# Trainer in NJ?



## LissG (Jun 18, 2011)

Hi guys! I'm new to the forum, and new to German Shepherds. My little guy will be born in about 3 weeks and I will get him about 8 weeks later. I know German Shepherds are very energetic, smart dogs. I want to socialize and start training him early. I live in Atco, NJ. Do you guys know of any great trainers in my area? Thanks


----------



## MarleyGSD (Sep 29, 2010)

Not too sure if this is too far north for you. but Bayshore Companion dog club. I live in edison nj, and go to the one in eatontown, but they have a second location in Cream Ridge. It had great reviews so i looked into it, tried it, and im very happy with the decision. In the middle of classes right now and will continue on after this course is done with! hope this helps a little!


----------



## LissG (Jun 18, 2011)

Thanks  I'm willing to travel for a good trainer, and I'm pretty familiar with Edison, I'm originally from Linden


----------



## GSDGunner (Feb 22, 2011)

My trainer, Denny McSweeny, lives in the Atlantic City area.

* _Provided material_
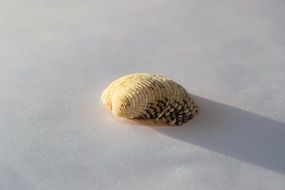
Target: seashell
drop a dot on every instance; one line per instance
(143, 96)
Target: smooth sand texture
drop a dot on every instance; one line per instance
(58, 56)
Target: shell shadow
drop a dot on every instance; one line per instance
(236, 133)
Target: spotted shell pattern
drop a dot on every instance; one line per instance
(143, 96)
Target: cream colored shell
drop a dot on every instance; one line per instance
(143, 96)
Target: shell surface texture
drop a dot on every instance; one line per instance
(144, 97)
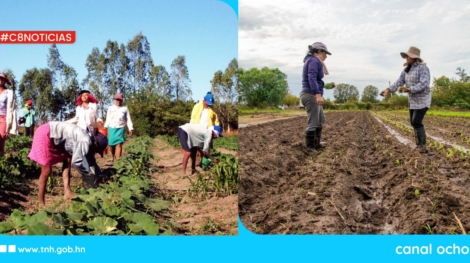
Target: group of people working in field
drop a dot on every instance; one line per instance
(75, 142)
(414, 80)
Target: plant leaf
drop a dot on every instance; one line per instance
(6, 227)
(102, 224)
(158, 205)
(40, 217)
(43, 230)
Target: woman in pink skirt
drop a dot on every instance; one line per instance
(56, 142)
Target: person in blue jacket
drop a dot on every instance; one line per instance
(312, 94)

---

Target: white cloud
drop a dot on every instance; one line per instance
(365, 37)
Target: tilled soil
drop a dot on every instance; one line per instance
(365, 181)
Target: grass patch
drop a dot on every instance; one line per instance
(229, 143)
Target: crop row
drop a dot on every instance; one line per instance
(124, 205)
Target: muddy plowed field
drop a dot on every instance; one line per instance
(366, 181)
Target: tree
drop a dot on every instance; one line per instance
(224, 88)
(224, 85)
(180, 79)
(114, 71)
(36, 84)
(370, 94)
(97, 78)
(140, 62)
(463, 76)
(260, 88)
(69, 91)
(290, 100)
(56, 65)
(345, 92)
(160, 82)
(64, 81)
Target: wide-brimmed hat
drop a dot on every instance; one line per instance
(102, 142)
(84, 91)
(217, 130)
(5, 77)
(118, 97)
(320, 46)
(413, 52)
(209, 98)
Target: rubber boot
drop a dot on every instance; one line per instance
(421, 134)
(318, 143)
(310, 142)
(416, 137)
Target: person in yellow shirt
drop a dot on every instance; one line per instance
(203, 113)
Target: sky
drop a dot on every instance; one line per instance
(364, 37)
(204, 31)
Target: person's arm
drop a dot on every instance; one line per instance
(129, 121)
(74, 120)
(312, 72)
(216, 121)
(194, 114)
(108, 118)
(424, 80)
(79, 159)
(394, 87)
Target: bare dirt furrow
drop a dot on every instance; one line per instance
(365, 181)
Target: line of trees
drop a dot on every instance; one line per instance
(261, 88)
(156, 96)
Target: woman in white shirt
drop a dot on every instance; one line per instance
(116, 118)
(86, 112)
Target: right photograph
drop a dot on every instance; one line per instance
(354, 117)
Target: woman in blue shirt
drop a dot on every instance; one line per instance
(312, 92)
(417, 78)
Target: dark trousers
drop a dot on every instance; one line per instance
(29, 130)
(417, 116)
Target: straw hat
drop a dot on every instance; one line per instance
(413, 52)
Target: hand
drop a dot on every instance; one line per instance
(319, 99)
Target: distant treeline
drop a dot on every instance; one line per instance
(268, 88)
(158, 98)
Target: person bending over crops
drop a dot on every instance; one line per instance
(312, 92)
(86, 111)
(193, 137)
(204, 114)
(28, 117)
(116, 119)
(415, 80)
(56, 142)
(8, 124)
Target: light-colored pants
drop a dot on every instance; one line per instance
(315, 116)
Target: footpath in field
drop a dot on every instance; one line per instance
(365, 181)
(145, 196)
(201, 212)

--

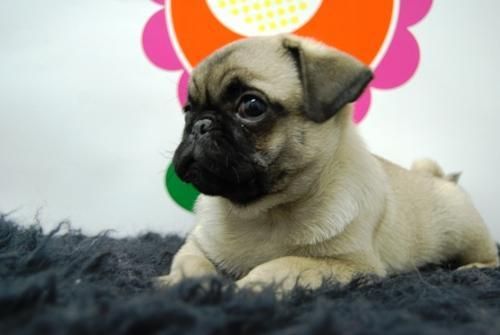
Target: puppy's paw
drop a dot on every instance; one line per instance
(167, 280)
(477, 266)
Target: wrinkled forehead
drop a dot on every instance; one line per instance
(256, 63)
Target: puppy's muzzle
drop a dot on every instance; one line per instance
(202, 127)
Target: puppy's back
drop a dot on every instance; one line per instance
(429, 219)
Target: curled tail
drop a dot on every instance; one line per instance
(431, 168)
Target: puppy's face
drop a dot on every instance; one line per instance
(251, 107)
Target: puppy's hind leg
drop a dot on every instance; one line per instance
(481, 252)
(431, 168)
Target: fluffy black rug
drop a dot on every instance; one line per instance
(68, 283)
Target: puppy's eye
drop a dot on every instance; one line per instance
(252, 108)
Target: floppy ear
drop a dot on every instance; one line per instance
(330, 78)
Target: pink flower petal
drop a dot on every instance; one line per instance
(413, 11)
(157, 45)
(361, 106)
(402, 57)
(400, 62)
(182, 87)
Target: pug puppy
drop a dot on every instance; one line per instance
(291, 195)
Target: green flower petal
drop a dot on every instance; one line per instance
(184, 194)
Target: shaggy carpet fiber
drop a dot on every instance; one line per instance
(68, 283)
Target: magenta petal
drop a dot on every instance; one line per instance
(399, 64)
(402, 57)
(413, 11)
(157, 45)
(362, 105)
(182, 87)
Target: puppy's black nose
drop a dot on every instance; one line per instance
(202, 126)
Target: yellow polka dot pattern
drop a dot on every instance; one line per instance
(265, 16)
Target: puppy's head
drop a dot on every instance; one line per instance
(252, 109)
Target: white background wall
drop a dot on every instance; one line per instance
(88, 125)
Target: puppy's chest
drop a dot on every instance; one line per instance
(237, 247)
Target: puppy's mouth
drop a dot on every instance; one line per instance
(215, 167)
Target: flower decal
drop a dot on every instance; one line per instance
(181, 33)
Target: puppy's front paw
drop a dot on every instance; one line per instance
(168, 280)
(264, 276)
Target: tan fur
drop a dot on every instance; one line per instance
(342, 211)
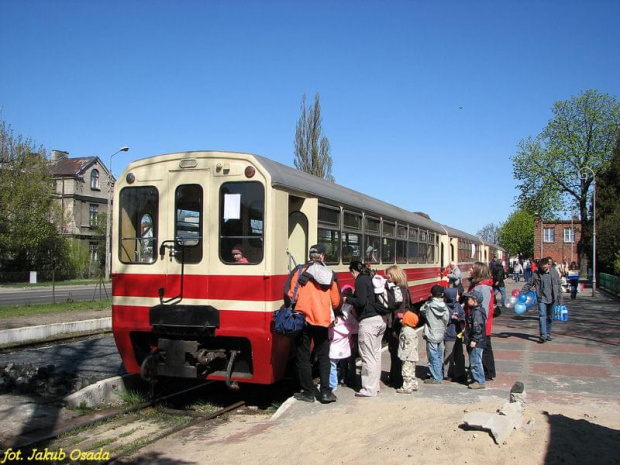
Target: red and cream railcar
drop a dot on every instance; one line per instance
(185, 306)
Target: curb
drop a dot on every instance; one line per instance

* _Task set_
1 > Answer these questions about the forum thread on finding a dog trainer in New Jersey.
(a) What town does LissG live in?
(b) In which two places does Bayshore Companion dog club have locations?
(c) What is the name of GSDGunner's trainer, and where does that trainer live?
2 > Pick up the forum thread on finding a dog trainer in New Jersey and continue it from its last sentence.
The rows were taken from a separate source.

* _Written responses_
1 >
(a) Atco, NJ.
(b) Eatontown and Cream Ridge.
(c) Denny McSweeny, who lives in the Atlantic City area.

2 >
He was a K9 cop for 30 years. In that time he ran the K9 department as a trainer/handler.
He retired some years back and travels the country training police academy trainers.
He also trains dogs for SAR, bomb/narcotic detection, cadaver and is one of the most respected trainers in the country.
The majority of the dogs at ground zero following 9/11 were trained by him. 
I could go on and on about him, but I think you get the idea.

He isn't cheap. Trust me in that.  But you can't put a price on that kind of knowledge and experience.
His sessions are 30 minutes (6 of them) but you learn SO much. He teaches YOU how to train your dog. I found his training invaluable.

If you'd like his info, please feel free to pm me.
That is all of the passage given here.